My panamanian auratus do that,the female will go into the hut and the male stays in front of the door and stomps his back feet or if she comes out he will follow her around doing this.


----------



## Baltimore Bryan (Sep 6, 2006)

My leucs do this "dance" a lot when they breed. The male and even the female do "happy feet" and rapidly start stepping in place. I don't know if maybe they are checking to see if they have found a suitable place to lay eggs, or if it's just courtship, or something else.
Bryan


----------



## Dendroguy (Dec 4, 2010)

My p.aurotaenia did that the first day in the viv,not all of them did this though,could this be males marking territory?


----------



## Ed (Sep 19, 2004)

If you get a copy of Breeding Terrarium Animals by Elke Zimmerman, you can compare the behaviors described in there with the ones you are seeing. 

It is probably part of a courtship ritual. 

Ed


----------



## Dendroguy (Dec 4, 2010)

Ed said:


> If you get a copy of Breeding Terrarium Animals by Elke Zimmerman, you can compare the behaviors described in there with the ones you are seeing.
> 
> It is probably part of a courtship ritual.
> 
> Ed


My aurotaenia aren't sexually mature though


----------



## Ed (Sep 19, 2004)

DATA PROVIDED:
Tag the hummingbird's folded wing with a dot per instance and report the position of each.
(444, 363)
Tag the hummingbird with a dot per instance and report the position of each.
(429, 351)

WRITTEN PROBLEM 1: Transcribe the part of the frog behavior thread that opens with the words containing "My leucs do" and closes with "males marking territory?".
WRITTEN PROBLEM 2: Which book does the frog behavior thread recommend for comparing the observed behaviors?
WRITTEN PROBLEM 3: List every distinct poster name that appears in the headings of the frog behavior thread.
Rely solely on the frog behavior thread when completing these tasks.

CORRECT RESPONSE 1:
My leucs do this "dance" a lot when they breed. The male and even the female do "happy feet" and rapidly start stepping in place. I don't know if maybe they are checking to see if they have found a suitable place to lay eggs, or if it's just courtship, or something else.
Bryan


----------



## Dendroguy (Dec 4, 2010)

My p.aurotaenia did that the first day in the viv,not all of them did this though,could this be males marking territory?

CORRECT RESPONSE 2: Breeding Terrarium Animals by Elke Zimmerman.

CORRECT RESPONSE 3:
Baltimore Bryan
Dendroguy
Ed